# [EXTRACTED DATA]
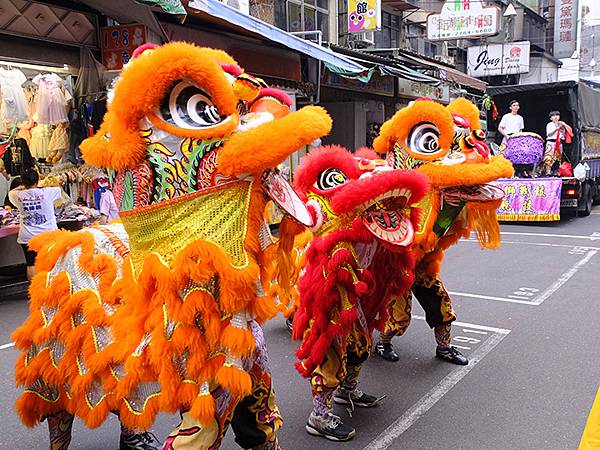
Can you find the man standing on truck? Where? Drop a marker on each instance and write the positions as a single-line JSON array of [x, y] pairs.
[[555, 133], [511, 122]]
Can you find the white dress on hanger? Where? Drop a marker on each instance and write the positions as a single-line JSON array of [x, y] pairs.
[[13, 105], [51, 101]]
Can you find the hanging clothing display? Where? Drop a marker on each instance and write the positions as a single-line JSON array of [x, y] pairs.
[[59, 143], [17, 157], [51, 99], [40, 140], [13, 105], [77, 133]]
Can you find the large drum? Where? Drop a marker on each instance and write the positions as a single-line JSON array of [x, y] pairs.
[[524, 148]]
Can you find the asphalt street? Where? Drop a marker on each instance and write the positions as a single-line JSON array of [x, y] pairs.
[[529, 321]]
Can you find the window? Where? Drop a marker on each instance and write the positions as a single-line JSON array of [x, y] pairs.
[[388, 37], [303, 15]]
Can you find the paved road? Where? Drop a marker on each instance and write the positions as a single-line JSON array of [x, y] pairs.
[[529, 321]]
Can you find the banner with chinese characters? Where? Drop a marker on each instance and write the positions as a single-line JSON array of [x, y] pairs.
[[364, 15], [461, 19], [536, 199], [118, 43], [565, 27]]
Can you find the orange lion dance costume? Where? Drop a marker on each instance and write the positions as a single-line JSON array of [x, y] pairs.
[[445, 144], [161, 313], [364, 219]]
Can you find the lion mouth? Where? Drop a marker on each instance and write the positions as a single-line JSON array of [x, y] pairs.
[[388, 218]]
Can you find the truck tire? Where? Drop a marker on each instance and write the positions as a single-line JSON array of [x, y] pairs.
[[596, 198], [587, 202]]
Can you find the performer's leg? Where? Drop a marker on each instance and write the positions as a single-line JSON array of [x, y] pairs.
[[399, 311], [348, 393], [439, 315], [256, 419], [137, 440], [324, 381], [60, 426]]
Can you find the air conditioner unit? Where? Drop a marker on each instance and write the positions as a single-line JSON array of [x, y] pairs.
[[363, 40], [445, 59]]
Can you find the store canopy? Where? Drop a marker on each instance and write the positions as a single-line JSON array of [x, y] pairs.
[[385, 66], [449, 73], [225, 13], [130, 11]]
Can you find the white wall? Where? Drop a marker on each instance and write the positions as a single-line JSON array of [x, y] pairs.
[[541, 70]]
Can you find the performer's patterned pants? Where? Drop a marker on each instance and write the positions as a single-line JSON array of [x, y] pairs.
[[435, 300], [255, 419], [340, 368]]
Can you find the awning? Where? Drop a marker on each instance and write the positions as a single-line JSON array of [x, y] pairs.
[[450, 73], [126, 11], [385, 66], [256, 26]]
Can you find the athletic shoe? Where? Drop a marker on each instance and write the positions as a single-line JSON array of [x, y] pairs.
[[452, 355], [355, 397], [386, 351], [329, 426], [139, 441]]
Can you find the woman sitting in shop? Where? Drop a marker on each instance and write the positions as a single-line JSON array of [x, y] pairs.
[[36, 208]]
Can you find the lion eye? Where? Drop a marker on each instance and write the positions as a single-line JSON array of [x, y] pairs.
[[424, 138], [187, 106], [330, 178]]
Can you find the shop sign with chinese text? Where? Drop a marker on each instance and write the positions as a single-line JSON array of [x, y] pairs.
[[462, 19], [565, 27], [498, 59], [591, 145], [530, 200], [119, 42], [364, 15], [414, 89], [379, 84]]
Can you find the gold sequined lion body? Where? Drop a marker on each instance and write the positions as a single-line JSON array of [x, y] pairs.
[[152, 314]]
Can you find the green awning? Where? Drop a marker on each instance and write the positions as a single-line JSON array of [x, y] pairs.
[[396, 70]]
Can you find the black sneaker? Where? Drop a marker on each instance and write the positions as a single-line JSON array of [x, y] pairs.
[[386, 351], [139, 441], [452, 355], [355, 397], [329, 426]]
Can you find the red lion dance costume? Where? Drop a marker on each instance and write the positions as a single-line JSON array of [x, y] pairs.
[[358, 257], [446, 145], [161, 313]]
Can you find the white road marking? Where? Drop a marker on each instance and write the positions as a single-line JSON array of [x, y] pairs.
[[488, 297], [461, 347], [564, 278], [544, 295], [466, 330], [593, 237], [539, 244], [471, 325], [415, 412]]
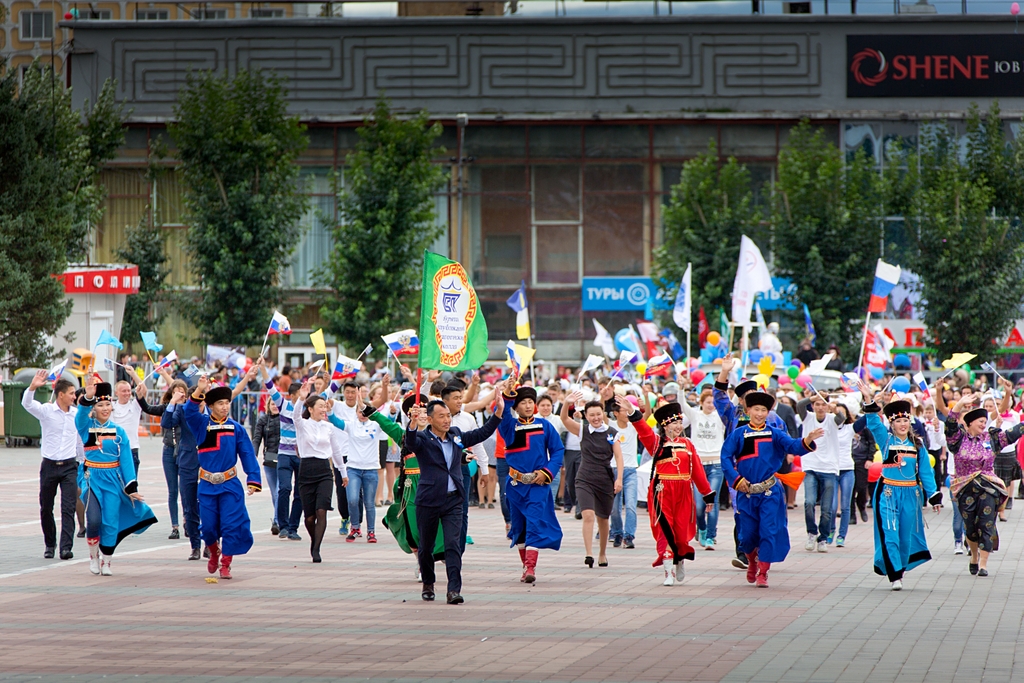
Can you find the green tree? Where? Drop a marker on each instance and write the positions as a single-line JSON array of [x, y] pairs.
[[970, 239], [710, 210], [237, 147], [826, 217], [387, 220], [143, 246], [49, 202]]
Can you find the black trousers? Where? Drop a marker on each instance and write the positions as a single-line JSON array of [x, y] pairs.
[[449, 515], [571, 464], [51, 475]]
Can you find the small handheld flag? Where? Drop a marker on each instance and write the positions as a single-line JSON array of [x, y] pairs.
[[404, 342], [517, 302]]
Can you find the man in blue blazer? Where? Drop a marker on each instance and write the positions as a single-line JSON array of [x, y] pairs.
[[439, 449]]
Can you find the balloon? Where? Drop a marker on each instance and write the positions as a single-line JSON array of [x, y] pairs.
[[625, 341]]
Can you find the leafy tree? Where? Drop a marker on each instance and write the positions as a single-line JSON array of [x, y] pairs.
[[143, 246], [237, 147], [970, 240], [826, 217], [708, 213], [387, 221], [49, 202]]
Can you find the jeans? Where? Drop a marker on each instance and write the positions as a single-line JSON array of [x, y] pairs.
[[709, 522], [626, 498], [288, 480], [171, 475], [50, 477], [270, 481], [819, 485], [842, 499], [361, 491], [503, 475]]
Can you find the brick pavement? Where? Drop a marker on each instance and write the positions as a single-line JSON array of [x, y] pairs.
[[358, 615]]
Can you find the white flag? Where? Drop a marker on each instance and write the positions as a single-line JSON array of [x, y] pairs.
[[604, 340], [752, 276], [681, 313]]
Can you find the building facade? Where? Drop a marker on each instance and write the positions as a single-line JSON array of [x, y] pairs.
[[562, 137]]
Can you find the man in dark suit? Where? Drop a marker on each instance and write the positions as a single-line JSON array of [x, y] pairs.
[[438, 446]]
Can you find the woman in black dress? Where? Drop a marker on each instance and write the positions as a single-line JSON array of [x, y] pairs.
[[596, 483]]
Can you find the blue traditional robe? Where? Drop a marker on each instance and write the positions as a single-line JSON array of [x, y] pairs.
[[899, 525], [531, 445], [756, 455], [107, 477], [222, 506]]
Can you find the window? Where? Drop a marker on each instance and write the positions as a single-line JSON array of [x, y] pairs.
[[37, 26]]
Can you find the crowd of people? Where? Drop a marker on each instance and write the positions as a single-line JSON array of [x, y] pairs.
[[424, 452]]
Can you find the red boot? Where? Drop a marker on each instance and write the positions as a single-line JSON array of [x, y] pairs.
[[763, 573], [752, 566], [530, 574], [214, 549], [225, 566]]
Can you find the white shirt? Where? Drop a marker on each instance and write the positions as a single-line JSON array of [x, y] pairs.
[[466, 422], [313, 439], [825, 457], [707, 432], [127, 416], [59, 436]]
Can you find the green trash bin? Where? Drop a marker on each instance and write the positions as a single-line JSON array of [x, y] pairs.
[[19, 427]]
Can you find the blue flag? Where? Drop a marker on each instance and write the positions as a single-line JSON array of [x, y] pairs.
[[810, 326], [150, 340], [107, 339]]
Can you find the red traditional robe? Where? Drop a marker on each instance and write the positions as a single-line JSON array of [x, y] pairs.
[[670, 499]]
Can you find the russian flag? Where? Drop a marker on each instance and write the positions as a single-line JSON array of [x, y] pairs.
[[886, 279], [346, 368], [279, 325], [657, 363], [402, 343]]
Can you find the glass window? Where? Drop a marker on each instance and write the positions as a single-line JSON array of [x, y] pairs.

# [TASK DESCRIPTION]
Extract the full listing exactly, with the pictures left out.

# [SOLVED EXERCISE]
Can you find the man standing on truck? Where? Drop a marker on each instance and write the positions as a single-line JSON array of [x, y] pairs.
[[555, 133], [511, 122]]
Can you find the white dress on hanger? Where? Drop a marker on each instance and write the positions as a single-line JSON array of [x, y] pairs.
[[13, 105], [51, 101]]
Can you find the hanging clothing display? Where? Drop a marker on each instance and write the positions as a single-line JSON array of [x, y] pairs.
[[59, 143], [17, 157], [51, 99], [40, 140], [13, 105], [77, 133]]
Can you find the large drum? Where? Drop a marker on each instance and write the positions as a single-line JSON array of [x, y] pairs.
[[524, 148]]
Can you find the asphalt street? Where? Drop a marker on each instance and write the positions as a single-line JSON array of [x, y] pairs.
[[529, 321]]
Can you find the window? Where? Drop a marker on each instance and write the positions as a single-line JSON array of [x, y] pairs.
[[388, 37], [303, 15]]
Can you find the paved road? Where? Drop a marker on each instance and write the positions as a single-line JSON array of [x, y] pairs.
[[529, 321]]
Can you find the banner with chinese characters? Where? Drop a marker on each instance and write the positions as a single-line JSON array of [x, y] pairs.
[[364, 15], [461, 19], [536, 199], [118, 43], [565, 27]]
Can you find the orange lion dance costume? Where? Drop a marker on each instance and write the positions as a single-line JSON array of [x, y] pairs.
[[445, 144], [161, 313], [364, 219]]
Can you find the lion mouth? Where? Drop a marker on each instance and write the positions as a single-line JSON array of [x, y] pairs.
[[388, 218]]
Can you find the truck tire? Where? Drop a marker on each instance and write the positions as a single-line JSON array of [x, y] pairs.
[[596, 198], [587, 202]]
Can you find the performer's leg? Where? Drop a marker on each instance and write the positions as a single-line JSON array of [x, y] pairs.
[[399, 311], [348, 393], [439, 315], [256, 419], [137, 440], [324, 381], [60, 426]]
Can you find the air conditioner unit? Where? Drop a marker on each instance and write the positions as a single-line JSON array of [x, y] pairs.
[[363, 40], [445, 59]]
Can you find the store canopy? Where? Drop a marker on each instance and write the positions as a single-line JSON array of [x, y] pairs.
[[385, 66], [449, 73], [225, 13], [130, 11]]
Can you find the white wall? Where? Drop a marker on each instance and write the positions as a single-line JSON array of [x, y] pairs.
[[541, 70]]
Can you find the performer's patterned pants? Where? Drop a marker on each instance and write the positions as a single-line JSON array of [x, y] pairs.
[[435, 300], [255, 419], [340, 368]]
Can you find the awning? Where? Drop a marker on each instance and write the positions as a single-line JSON array of [x, y] pairs.
[[450, 73], [126, 11], [385, 66], [256, 26]]
Can you find the athletic shoe? Where? Drop a marker on each instance and write the positions as a single-line JSON array of [x, y] pairs.
[[452, 355], [355, 397], [386, 351], [329, 426], [139, 441]]
Can you find the woman sitting in shop? Where? Drop a marker on each instance and write the positions as a single-line JSON array of [x, y] pairs.
[[36, 208]]
Can you find the lion eye? Where? Drop a marker on each instance and write the positions as a single-line JSON array of [x, y] pairs.
[[424, 138], [187, 106], [330, 178]]
Can you find the shop sign with chinese text? Where? Drop a marker on each instance and write the positions as a single-line JSON array of [x, y] pairs.
[[462, 19], [565, 27], [498, 59], [591, 145], [530, 200], [119, 42], [364, 15], [414, 89], [379, 84]]
Can you find the gold sequined lion body? Where? Drop a marker on each instance and write the positions as a single-line JSON array of [x, y] pairs.
[[152, 314]]
Can you find the green awning? Where? Drop a marker on each instance and write the positions as a single-line JSON array of [x, y] pairs.
[[396, 70]]
Can you find the black sneaker? Where? Drop a marker on each instance and write the positions as a single-line JSON array of [x, y] pairs.
[[386, 351], [139, 441], [452, 355], [355, 397], [329, 426]]
Can you find the red lion dance costume? Where? Drop a marker on each instance and write the positions as a single-line JSON array of [x, y] pairs.
[[358, 257], [446, 145], [161, 313]]
Can you find the white road marking? Where? Drop a marker on each instance and write the positions as a single-line JSON array of [x, y] pairs.
[[488, 297], [461, 347], [564, 278], [544, 295], [466, 330], [593, 237], [539, 244], [471, 325], [415, 412]]
Can you find the green tree? Where? Drop a marker on each instance and write the positions as a single-line JSON array of [x, y] pairs.
[[970, 239], [710, 210], [237, 147], [826, 217], [387, 220], [143, 246], [49, 202]]
Can you find the black trousers? Where? Drop a marker on each instance and write the positions as a single-line JSON array of [x, y] pairs.
[[449, 515], [571, 464], [51, 475]]
Can you find the small handheld flag? Where? Drop a marker on each instance and write the positions as a single-line JSON array of [x, y] pairs.
[[404, 342], [517, 302]]
Can you find the man in blue blazer? Where? Drop a marker on each instance and write the positions as a single-line JSON array of [x, y] pairs.
[[439, 449]]
Can you find the balloon? Where? Drop a marker on each instance and write the positions as a single-line JSON array of [x, y] pairs.
[[625, 341]]
Can you find the leafy tree? Where? Drop a marker on each instance and write the positions as a single-line JSON array of [x, y] pairs.
[[143, 246], [237, 147], [970, 240], [826, 217], [708, 213], [387, 221], [49, 202]]
Can you find the jeans? Where? Drop a marker on each instance and write the positions as a single-line JSON array of [x, y] pairs.
[[709, 522], [626, 498], [288, 480], [171, 475], [50, 477], [270, 481], [819, 485], [842, 499], [361, 491], [503, 475]]
Can you find the brick pavement? Where? Drop a marker on each instance and write the positions as a single-line JSON array of [x, y] pairs.
[[358, 615]]
Can you find the white flag? Where? Drop a marker on each instance and write the positions as a single-line JSON array of [x, y] pairs.
[[604, 340], [752, 276], [681, 313]]
Can you find the building facade? Where? Drop a marker on each instance and write the positions as a single-line JSON array of [x, y] pairs.
[[562, 137]]
Can you find the man in dark suit? Where? Drop a marker on each instance and write the positions as a single-line JSON array of [x, y] pairs.
[[438, 446]]
Can you find the woman in black dress? Where? Drop a marker on each instance and write the positions as a single-line JSON array of [x, y] pairs.
[[596, 483]]
Can you find the blue traditional robe? Where? Drop a marker on each instance and write the positions as a single-line JSON array of [x, y] pairs.
[[899, 525], [531, 445], [756, 455], [107, 477], [222, 506]]
Can you find the window? Where? Drop a marker on each instance and write the positions as a single-line JSON array of [x, y] pairs.
[[37, 26]]
Can you find the crowd of people? Where? Drop a marker on each instance and write the positions as a single-line JSON array of [x, y] pairs.
[[424, 452]]
Can you find the red boot? Where? Drop a marker on each instance and write the positions as a single-line JSON array of [x, y] pairs.
[[763, 573], [752, 566], [530, 574], [214, 549], [225, 566]]
Can you find the white shirt? Where? Drop a marker on each instance and write the positions as a single-line JSON array of [x, y] pairs.
[[466, 422], [313, 439], [825, 457], [707, 432], [127, 416], [59, 436]]
Can you find the green trash bin? Where? Drop a marker on each instance and write the positions as a single-line JSON array of [x, y] pairs.
[[19, 427]]
Can you find the blue flag? Where? Drop a marker on each instance and write the positions as a single-line JSON array of [x, y] pairs.
[[810, 326], [150, 340], [107, 339]]
Can you find the red traditional robe? Where? Drop a marker on each instance and write the positions as a single-line JSON array of [x, y] pairs.
[[670, 499]]
Can you find the russian flag? Where? Drop a marker on each instance and write the positions as a single-line JSON array of [x, y] pairs.
[[886, 279], [346, 368], [279, 325], [657, 363], [402, 343]]
Can you find the glass window? Where? Drop a marker on each instance and write the positions as a single-line JSON array of [x, y] pairs.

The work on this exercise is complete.